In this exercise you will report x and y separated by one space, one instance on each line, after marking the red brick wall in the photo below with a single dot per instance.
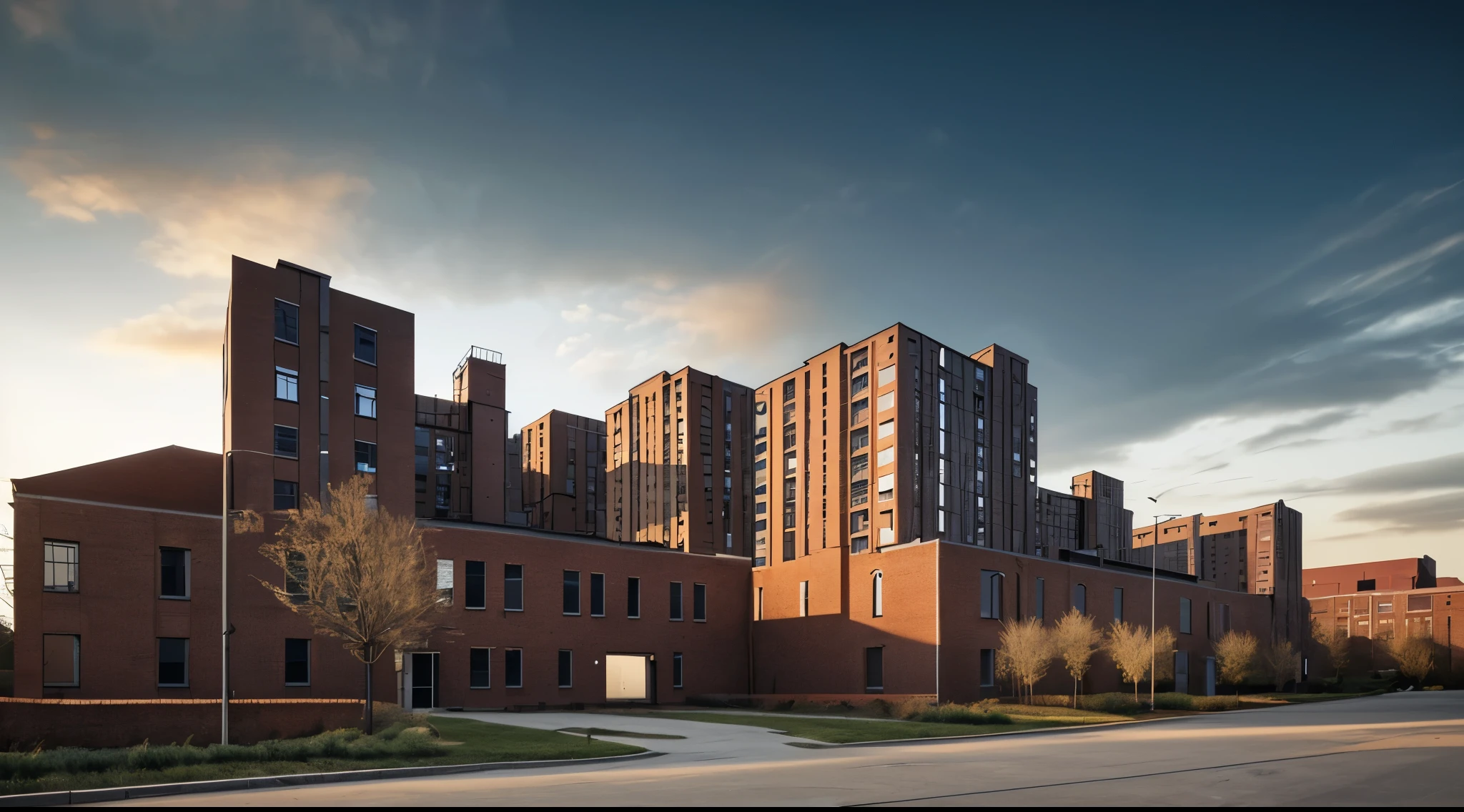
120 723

....

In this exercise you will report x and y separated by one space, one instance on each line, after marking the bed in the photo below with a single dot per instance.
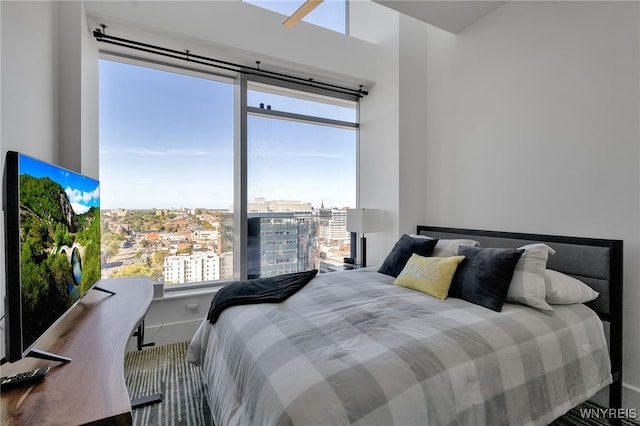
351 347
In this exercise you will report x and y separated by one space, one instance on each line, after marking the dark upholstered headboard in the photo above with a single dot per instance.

....

Instructions for the task: Copy word for word the part of the entries that opens with the line containing "marking the bed" and closes with the line containing "above with a single dot per instance.", with both of those lines included. Leave out the pictures.

Task response:
In this exercise you will report x and y separated by one space, one instance on each line, after marking the bed in the photo below with a single dot per instance.
351 347
In this exercise you will report x and y separated by one space, one instance on each line, after marking the dark upholstered headboard in the photo above with a single dot per instance.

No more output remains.